Task goal — Lay out the material below as a CSV with two columns, text and answer. Give one row for each line of text together with all the answers that follow it, putting each field in quotes and turning any line breaks into spaces.

Provided data —
━━━━

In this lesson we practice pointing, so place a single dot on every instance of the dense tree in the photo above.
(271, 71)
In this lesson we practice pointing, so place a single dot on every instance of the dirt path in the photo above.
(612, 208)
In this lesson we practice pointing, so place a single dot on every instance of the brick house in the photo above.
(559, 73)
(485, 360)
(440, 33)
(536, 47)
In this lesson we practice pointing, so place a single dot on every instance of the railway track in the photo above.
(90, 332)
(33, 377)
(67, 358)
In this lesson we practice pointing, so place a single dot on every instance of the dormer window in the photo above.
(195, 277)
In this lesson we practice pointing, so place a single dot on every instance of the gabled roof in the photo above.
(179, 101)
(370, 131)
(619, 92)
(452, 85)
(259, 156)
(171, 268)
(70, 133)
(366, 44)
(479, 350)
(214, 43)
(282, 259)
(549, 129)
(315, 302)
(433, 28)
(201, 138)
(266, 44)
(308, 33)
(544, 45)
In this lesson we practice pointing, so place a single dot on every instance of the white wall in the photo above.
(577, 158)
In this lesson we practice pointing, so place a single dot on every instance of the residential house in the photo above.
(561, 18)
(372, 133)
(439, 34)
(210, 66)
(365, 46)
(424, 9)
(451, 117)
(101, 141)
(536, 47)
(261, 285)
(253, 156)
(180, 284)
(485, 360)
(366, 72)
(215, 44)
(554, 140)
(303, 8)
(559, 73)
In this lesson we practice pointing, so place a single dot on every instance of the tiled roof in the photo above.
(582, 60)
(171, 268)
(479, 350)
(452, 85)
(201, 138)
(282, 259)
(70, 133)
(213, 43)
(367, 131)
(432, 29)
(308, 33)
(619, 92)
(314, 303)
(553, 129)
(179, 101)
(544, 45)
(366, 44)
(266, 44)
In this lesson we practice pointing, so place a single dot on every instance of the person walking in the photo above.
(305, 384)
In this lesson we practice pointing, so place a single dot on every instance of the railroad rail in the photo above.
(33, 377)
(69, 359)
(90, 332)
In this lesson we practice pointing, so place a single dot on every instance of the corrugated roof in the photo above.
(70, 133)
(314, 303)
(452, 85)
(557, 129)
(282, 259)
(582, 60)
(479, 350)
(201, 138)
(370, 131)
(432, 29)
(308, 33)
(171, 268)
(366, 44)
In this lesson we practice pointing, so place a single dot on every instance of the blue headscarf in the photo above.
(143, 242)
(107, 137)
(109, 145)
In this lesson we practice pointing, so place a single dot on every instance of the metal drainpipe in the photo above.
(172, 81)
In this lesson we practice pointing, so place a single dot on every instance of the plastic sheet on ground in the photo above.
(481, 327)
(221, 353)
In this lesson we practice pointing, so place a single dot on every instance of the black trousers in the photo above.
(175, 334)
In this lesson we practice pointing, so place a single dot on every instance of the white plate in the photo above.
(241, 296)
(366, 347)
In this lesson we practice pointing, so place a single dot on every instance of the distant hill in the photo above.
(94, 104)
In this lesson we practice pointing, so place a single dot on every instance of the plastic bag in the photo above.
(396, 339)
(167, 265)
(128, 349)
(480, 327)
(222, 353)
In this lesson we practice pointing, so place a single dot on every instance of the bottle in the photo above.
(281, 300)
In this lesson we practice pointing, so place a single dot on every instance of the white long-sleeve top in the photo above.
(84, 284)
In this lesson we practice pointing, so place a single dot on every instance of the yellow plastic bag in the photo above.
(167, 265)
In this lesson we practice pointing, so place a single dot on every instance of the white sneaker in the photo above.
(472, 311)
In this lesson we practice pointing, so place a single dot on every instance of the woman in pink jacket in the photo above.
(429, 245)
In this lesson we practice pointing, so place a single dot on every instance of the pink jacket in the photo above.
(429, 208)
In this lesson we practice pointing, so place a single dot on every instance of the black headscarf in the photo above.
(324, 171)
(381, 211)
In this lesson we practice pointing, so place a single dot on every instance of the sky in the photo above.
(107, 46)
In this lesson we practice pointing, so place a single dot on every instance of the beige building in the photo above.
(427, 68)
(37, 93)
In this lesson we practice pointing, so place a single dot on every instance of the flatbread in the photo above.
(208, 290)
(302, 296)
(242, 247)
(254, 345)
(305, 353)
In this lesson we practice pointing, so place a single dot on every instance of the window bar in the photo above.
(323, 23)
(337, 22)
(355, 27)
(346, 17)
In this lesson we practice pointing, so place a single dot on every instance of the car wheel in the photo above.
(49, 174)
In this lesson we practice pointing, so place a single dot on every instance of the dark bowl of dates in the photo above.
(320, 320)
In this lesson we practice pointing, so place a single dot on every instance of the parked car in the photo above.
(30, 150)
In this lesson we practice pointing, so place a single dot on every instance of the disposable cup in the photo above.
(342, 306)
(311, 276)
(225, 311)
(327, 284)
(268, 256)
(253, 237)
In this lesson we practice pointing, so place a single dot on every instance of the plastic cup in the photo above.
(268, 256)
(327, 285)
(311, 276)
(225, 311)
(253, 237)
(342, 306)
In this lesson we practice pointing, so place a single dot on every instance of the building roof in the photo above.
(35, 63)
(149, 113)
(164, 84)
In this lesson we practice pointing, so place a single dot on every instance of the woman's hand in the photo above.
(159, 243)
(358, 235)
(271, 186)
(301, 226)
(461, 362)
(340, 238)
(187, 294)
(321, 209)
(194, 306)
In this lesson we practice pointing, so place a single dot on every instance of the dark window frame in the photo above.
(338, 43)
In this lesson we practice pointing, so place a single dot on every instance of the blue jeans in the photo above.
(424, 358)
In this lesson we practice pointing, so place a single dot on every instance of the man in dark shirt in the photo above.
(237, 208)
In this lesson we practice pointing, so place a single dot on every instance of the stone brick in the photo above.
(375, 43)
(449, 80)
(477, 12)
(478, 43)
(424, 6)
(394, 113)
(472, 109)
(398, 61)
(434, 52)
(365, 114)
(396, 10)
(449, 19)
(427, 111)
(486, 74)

━━━━

Response —
text,answer
"In this lesson we practice pointing, so place a single dot on every instance of the dense tree in the photo above.","(271, 71)"
"In this lesson we practice pointing, so place a single dot on every instance of the dirt path in the photo above.","(612, 208)"
"In this lesson we practice pointing, so place a single dot on every instance of the brick house in the photo above.","(559, 73) (485, 360) (440, 33) (536, 47)"
"In this lesson we practice pointing, so place a single dot on every instance of the railway track in the photo above.","(90, 332) (33, 377) (67, 358)"
"In this lesson we practice pointing, so place a single dot on every instance of the dormer window in the photo above.","(195, 277)"
"In this lesson we practice pointing, so place a single dot on every instance of the gabled roof in the photo above.","(179, 101) (370, 131) (619, 92) (452, 85) (259, 156) (171, 268) (70, 133) (366, 44) (479, 350) (214, 43) (282, 259) (549, 129) (315, 302) (433, 28) (201, 138) (266, 44) (308, 33) (544, 45)"
"In this lesson we practice pointing, so place a single dot on every instance of the white wall in the photo above.","(577, 158)"
"In this lesson we practice pointing, so place a single dot on every instance of the residential house in the photo above.","(561, 18) (372, 133) (439, 34) (210, 66) (365, 46) (424, 9) (451, 117) (101, 141) (536, 47) (261, 285) (253, 156) (180, 284) (485, 360) (366, 72) (215, 44) (554, 140) (303, 8) (559, 73)"
"In this lesson we practice pointing, so place a single dot on every instance of the tiled roof in the photo above.","(582, 60) (171, 268) (479, 350) (452, 85) (201, 138) (282, 259) (70, 133) (213, 43) (367, 131) (432, 29) (308, 33) (619, 92) (314, 303) (553, 129) (179, 101) (544, 45) (366, 44) (266, 44)"
"In this lesson we practice pointing, so place a single dot on every instance of the person walking in the photo above.","(305, 384)"
"In this lesson we practice pointing, so place a single dot on every instance of the railroad rail in the photo above.","(33, 377) (69, 359) (90, 332)"
"In this lesson we practice pointing, so place a single dot on every instance of the corrugated roof in the photo above.","(70, 133) (314, 303) (452, 85) (557, 129) (282, 259) (582, 60) (479, 350) (201, 138) (370, 131) (432, 29) (308, 33) (171, 268) (366, 44)"
"In this lesson we practice pointing, so place a single dot on every instance of the blue headscarf in the photo above.","(143, 242) (107, 137) (109, 145)"
"In this lesson we practice pointing, so place a single dot on every instance of the metal drainpipe in the photo above.","(172, 81)"
"In this lesson we practice pointing, so place a single dot on every instance of the plastic sheet on ground in the photo above.","(481, 327) (221, 353)"
"In this lesson we practice pointing, so place a single dot on every instance of the black trousers in the photo above.","(175, 334)"
"In this lesson we practice pointing, so place a single dot on every instance of the white plate in the photo above.","(241, 296) (366, 347)"
"In this lesson we practice pointing, so place a single dot on every instance of the distant hill in the photo above.","(94, 104)"
"In this lesson we practice pointing, so place a single dot on every instance of the plastic bag in the photo above.","(396, 339) (167, 265) (128, 349) (480, 327) (222, 353)"
"In this lesson we practice pointing, so place a single dot on every instance of the bottle in the photo above.","(281, 300)"
"In this lesson we practice pointing, so place a single dot on every instance of the white long-sleeve top in the photo above.","(84, 284)"
"In this lesson we practice pointing, so place a single dot on every instance of the yellow plastic bag in the photo above.","(167, 265)"
"In this lesson we practice pointing, so place a single dot on every instance of the white sneaker in the photo above.","(472, 311)"
"In this lesson we practice pointing, so place a single dot on every instance of the woman in pink jacket in the photo above.","(429, 245)"
"In this lesson we practice pointing, so place a single dot on every instance of the pink jacket in the photo above.","(429, 208)"
"In this lesson we practice pointing, so place a single dot on every instance of the black headscarf in the photo above.","(324, 171) (381, 211)"
"In this lesson we practice pointing, so place a single dot on every instance of the sky in the photo above.","(107, 46)"
"In this lesson we practice pointing, so place a single dot on every instance of the beige building in the photo above.","(427, 68) (37, 93)"
"In this lesson we practice pointing, so place a single dot on every instance of the flatbread in the photo above.","(208, 290) (302, 296) (242, 247) (254, 345) (305, 353)"
"In this lesson we practice pointing, so place a single dot on every instance of the window bar in the photo above.","(323, 23) (337, 22) (355, 27) (346, 17)"
"In this lesson we practice pointing, so place a single dot on every instance of the car wheel in the photo above.","(49, 174)"
"In this lesson we practice pointing, so place a single dot on every instance of the dark bowl of dates in the photo above.","(320, 320)"
"In this lesson we practice pointing, so place a single dot on every instance of the parked car in the photo above.","(30, 150)"
"In this lesson we practice pointing, so place a single dot on every instance of the disposable cup in the photo above.","(342, 306) (311, 276) (225, 311) (327, 284) (268, 256) (253, 237)"
"In this lesson we practice pointing, so place a single dot on every instance of the plastic cup in the photo above.","(268, 256) (327, 285) (311, 276) (225, 311) (253, 237) (342, 306)"
"In this lesson we practice pointing, so place a single dot on every instance of the building roof in the photo above.","(35, 63) (149, 113) (164, 84)"
"In this lesson we practice pointing, so place a single dot on every instance of the woman's hand in the photo above.","(159, 243) (358, 235) (271, 186) (301, 226) (461, 362) (340, 238) (187, 294) (321, 209) (194, 306)"
"In this lesson we practice pointing, so place a single dot on every instance of the dark window frame in the photo above.","(338, 43)"
"In this lesson we practice pointing, so place a single dot on every instance of the blue jeans in the photo above.","(424, 358)"
"In this lesson we practice pointing, so place a single dot on every instance of the man in dark shirt in the photo above.","(237, 208)"
"In this lesson we practice pointing, so place a single dot on every instance of the stone brick in the photo above.","(375, 43) (449, 80) (477, 12) (478, 43) (424, 6) (394, 113) (472, 109) (398, 61) (434, 52) (365, 114) (396, 10) (449, 19) (427, 111) (486, 74)"